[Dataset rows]
((

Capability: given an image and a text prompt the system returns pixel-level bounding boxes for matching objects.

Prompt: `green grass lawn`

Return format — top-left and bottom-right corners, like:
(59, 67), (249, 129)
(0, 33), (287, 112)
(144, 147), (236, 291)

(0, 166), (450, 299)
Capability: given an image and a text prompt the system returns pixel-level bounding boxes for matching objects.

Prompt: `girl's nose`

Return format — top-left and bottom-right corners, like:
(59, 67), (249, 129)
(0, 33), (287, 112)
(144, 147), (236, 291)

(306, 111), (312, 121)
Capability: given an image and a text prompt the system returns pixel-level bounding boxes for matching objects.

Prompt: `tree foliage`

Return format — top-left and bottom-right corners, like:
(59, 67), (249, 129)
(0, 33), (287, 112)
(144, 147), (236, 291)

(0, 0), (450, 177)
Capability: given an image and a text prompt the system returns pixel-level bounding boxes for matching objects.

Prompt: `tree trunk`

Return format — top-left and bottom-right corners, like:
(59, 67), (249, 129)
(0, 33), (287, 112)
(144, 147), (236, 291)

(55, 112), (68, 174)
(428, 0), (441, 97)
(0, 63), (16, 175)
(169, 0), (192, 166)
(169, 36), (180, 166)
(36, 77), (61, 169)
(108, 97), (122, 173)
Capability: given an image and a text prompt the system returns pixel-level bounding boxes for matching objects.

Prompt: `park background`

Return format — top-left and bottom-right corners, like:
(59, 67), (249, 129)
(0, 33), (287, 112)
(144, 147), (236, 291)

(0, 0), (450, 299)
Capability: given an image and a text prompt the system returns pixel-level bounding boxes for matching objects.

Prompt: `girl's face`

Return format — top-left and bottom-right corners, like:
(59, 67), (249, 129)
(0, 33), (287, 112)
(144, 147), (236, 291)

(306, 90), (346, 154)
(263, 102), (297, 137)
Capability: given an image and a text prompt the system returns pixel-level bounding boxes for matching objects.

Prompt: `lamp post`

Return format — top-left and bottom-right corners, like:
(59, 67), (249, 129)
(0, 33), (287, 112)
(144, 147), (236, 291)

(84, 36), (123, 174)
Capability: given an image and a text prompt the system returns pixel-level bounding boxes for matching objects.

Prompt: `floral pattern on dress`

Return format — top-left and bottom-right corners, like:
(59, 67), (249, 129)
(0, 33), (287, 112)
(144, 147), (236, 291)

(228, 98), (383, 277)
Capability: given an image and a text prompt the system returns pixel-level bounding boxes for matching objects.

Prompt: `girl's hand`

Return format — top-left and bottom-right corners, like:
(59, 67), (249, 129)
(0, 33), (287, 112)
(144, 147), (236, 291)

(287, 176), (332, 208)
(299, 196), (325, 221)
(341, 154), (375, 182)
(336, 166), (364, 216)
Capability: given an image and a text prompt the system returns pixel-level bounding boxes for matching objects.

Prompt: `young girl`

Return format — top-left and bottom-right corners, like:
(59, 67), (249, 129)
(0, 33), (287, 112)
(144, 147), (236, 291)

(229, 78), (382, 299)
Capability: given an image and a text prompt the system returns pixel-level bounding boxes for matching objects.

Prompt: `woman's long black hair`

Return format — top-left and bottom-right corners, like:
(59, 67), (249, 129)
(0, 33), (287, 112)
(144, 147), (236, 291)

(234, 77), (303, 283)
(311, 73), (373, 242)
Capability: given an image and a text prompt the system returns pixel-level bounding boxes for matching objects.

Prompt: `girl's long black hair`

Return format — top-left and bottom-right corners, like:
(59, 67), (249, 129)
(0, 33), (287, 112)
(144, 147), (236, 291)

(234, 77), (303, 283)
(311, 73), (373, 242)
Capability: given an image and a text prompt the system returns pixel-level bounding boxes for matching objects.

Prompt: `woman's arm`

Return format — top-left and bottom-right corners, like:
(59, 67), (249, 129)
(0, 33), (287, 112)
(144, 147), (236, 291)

))

## [TASK TO CARRY OUT]
Can you render the material as a numbered list, running from its first line through the line containing "(108, 97), (122, 173)", with blank lines left out?

## [ANSWER IN FULL]
1. Capability: given an image and a text prompt the system returns pixel-level bounding boxes for matching objects.
2. Prompt: `green grass lawn`
3. Return format — top-left and bottom-right corners, like:
4. (59, 67), (249, 129)
5. (0, 33), (287, 112)
6. (144, 147), (236, 291)
7. (0, 166), (450, 299)
8. Capability: given an image and a text prompt the system returns pixel-level bounding boxes for matching objects.
9. Prompt: `girl's nose`
10. Return format — top-left and bottom-right corners, like:
11. (59, 67), (249, 129)
12. (0, 33), (287, 112)
13. (144, 147), (236, 291)
14. (306, 111), (312, 121)
15. Capability: given an image and a text prompt the system returns pixel-level bounding boxes for matching objects.
16. Prompt: `tree foliage`
17. Return format — top-left and bottom-right corners, like:
18. (59, 67), (249, 129)
19. (0, 33), (287, 112)
20. (144, 147), (236, 291)
21. (0, 0), (450, 177)
22. Capability: given an image and a text prompt the system returns pixel-level bounding boxes for matching objects.
23. Prompt: `tree trunk`
24. Return format — top-left and bottom-right corners, like:
25. (59, 67), (249, 129)
26. (0, 33), (287, 112)
27. (144, 147), (236, 291)
28. (55, 112), (68, 174)
29. (428, 0), (441, 97)
30. (0, 63), (16, 175)
31. (169, 0), (192, 166)
32. (169, 36), (180, 166)
33. (36, 77), (61, 169)
34. (108, 97), (122, 173)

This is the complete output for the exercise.